Only the lines from the line containing "Exercise. Locate the boy's" to the end of the entries should be repeated, exactly as they appear.

Given records Block Start

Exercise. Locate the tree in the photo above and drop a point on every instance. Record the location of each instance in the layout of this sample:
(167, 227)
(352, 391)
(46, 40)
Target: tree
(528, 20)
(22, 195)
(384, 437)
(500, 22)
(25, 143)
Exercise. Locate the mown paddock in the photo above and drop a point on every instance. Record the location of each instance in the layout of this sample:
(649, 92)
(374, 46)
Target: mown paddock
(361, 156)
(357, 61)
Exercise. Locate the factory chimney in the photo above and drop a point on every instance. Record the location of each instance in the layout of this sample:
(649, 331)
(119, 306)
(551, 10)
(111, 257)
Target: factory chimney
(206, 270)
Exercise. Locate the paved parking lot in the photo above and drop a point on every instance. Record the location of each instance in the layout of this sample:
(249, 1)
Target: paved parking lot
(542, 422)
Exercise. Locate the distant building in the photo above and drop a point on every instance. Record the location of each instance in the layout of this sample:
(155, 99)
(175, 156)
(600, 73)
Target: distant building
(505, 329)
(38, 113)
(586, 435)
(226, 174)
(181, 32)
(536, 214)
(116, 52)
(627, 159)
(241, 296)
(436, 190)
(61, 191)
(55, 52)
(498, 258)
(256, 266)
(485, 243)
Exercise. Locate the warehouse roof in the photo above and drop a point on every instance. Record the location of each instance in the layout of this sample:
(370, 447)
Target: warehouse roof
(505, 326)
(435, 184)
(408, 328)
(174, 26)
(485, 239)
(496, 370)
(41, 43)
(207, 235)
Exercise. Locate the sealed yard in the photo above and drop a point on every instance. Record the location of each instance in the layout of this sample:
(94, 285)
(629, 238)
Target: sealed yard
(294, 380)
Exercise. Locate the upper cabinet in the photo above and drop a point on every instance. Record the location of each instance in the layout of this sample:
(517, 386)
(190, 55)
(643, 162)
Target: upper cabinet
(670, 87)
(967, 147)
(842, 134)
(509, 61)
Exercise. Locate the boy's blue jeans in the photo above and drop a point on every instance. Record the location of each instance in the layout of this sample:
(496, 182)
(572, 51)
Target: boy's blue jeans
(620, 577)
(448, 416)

Given records Block End

### Response for this exercise
Exercise. Locate the boy's blue jeans in the photo above and drop a point on every instance. Record the location of each instance in the layout of this sample:
(496, 182)
(572, 51)
Target: boy's blue jeans
(620, 577)
(448, 416)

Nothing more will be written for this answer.